### AIM OF THE TASK
Look below for the lines from the one with "Where can the empty" to the one with "Where can the red and", and copy exactly those lines, both ends included.

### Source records
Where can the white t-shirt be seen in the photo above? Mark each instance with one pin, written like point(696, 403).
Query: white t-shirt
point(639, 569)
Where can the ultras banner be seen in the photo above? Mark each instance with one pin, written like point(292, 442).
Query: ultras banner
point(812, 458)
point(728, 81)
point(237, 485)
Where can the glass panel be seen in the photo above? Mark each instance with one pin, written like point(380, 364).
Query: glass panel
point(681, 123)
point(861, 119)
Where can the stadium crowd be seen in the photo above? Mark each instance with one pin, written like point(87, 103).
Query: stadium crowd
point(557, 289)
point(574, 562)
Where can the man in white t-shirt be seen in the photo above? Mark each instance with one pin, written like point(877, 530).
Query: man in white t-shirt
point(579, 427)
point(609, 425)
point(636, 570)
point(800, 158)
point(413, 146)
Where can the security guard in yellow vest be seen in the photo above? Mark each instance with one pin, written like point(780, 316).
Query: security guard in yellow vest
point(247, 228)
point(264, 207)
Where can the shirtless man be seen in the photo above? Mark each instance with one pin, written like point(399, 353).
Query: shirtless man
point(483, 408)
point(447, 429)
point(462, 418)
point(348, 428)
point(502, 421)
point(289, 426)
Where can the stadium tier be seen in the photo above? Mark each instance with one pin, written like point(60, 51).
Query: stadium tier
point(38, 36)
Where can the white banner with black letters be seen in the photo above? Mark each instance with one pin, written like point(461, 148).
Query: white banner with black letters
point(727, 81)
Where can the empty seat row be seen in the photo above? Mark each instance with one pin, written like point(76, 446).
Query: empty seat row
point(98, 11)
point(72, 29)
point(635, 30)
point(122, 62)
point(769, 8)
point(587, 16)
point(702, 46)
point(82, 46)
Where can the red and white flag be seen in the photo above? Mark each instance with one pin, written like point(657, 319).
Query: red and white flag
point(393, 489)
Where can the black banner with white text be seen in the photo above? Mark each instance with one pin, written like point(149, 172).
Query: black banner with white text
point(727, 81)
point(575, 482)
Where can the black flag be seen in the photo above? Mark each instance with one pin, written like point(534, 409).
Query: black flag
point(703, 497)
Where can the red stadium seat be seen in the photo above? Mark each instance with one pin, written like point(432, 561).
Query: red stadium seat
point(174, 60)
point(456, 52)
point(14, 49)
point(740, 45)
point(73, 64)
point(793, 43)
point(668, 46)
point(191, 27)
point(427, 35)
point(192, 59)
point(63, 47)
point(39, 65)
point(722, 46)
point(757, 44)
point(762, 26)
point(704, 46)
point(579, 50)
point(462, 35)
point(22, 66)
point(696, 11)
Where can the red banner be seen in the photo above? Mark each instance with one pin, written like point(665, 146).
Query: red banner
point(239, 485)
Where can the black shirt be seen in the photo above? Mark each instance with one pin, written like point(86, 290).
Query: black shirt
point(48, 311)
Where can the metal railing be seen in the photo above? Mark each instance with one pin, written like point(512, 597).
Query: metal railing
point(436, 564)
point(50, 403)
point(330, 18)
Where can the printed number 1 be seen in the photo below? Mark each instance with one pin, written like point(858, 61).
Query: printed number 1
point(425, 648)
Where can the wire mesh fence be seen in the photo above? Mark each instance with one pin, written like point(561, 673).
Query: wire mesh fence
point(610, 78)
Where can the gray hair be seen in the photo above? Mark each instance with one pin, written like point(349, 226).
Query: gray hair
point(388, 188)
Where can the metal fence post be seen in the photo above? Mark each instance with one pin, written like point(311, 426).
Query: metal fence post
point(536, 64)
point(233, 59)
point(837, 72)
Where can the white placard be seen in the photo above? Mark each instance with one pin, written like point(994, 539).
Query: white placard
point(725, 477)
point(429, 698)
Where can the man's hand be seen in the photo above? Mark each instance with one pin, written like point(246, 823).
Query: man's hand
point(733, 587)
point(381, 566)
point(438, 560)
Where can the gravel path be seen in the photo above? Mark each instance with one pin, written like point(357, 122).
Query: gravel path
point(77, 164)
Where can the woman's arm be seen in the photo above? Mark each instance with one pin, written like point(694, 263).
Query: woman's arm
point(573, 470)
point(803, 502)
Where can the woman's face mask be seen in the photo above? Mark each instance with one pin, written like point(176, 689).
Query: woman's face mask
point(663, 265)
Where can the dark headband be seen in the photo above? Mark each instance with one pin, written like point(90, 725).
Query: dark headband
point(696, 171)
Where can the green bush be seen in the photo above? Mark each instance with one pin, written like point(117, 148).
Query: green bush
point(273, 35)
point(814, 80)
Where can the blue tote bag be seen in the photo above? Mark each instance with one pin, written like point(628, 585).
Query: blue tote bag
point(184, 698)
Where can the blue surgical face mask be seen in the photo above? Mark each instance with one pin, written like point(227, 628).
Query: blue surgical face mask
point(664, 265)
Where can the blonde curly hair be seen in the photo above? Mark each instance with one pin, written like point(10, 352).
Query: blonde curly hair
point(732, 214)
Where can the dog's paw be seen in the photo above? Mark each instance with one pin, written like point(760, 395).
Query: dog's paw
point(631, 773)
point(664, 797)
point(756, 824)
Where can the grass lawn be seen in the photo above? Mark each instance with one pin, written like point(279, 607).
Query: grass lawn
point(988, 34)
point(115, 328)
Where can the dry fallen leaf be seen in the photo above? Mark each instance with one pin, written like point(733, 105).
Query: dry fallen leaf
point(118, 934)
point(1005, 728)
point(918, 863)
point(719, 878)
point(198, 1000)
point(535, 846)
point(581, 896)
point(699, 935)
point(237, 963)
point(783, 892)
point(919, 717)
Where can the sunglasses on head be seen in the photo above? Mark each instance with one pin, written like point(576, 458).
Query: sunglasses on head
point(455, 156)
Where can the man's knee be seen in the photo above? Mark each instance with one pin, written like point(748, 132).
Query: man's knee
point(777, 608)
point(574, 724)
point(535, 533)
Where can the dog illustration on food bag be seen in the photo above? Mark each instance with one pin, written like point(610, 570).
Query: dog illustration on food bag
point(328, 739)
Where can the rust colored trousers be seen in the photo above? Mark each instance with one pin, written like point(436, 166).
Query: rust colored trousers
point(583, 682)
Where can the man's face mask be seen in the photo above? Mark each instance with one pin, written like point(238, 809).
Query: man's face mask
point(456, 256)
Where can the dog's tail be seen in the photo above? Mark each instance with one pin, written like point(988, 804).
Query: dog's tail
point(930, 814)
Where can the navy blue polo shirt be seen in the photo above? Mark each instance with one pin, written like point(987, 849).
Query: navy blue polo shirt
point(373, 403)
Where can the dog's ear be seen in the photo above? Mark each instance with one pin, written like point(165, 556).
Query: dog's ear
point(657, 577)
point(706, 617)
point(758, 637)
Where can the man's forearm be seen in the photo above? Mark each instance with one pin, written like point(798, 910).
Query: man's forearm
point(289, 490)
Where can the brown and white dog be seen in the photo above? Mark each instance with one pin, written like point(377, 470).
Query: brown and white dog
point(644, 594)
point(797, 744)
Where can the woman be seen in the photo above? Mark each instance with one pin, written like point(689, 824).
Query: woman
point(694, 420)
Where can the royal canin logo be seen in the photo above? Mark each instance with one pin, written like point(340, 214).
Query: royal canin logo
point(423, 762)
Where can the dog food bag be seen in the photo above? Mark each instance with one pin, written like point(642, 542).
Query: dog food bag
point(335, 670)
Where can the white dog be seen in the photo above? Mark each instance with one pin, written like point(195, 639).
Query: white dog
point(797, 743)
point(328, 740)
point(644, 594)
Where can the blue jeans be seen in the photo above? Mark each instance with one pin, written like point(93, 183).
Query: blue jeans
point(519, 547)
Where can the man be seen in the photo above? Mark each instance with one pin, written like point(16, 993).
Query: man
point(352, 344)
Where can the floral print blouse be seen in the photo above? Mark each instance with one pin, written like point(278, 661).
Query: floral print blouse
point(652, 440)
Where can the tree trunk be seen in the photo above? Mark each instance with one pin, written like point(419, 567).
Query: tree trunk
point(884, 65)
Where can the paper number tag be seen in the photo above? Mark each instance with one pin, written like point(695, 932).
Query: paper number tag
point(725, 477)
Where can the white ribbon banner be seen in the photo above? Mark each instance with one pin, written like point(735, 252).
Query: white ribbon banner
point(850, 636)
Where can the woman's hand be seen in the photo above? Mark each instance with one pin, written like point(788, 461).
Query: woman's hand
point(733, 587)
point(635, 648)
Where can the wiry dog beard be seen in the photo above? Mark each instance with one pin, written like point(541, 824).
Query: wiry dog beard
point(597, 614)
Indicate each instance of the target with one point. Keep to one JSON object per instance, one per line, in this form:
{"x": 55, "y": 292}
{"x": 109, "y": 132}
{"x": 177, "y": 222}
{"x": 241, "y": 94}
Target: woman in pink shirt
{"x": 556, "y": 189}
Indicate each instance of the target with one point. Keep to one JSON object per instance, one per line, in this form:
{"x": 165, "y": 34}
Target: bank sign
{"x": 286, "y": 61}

### WORKED SOLUTION
Where can the empty seat row be seen in the photo above? Mark each instance with one pin, written like point(76, 446).
Query: empty seat row
point(98, 11)
point(72, 29)
point(635, 30)
point(122, 62)
point(769, 8)
point(587, 16)
point(702, 46)
point(82, 46)
Where can the red and white flag be seen in the photo above? Mark each instance with one pin, written like point(657, 319).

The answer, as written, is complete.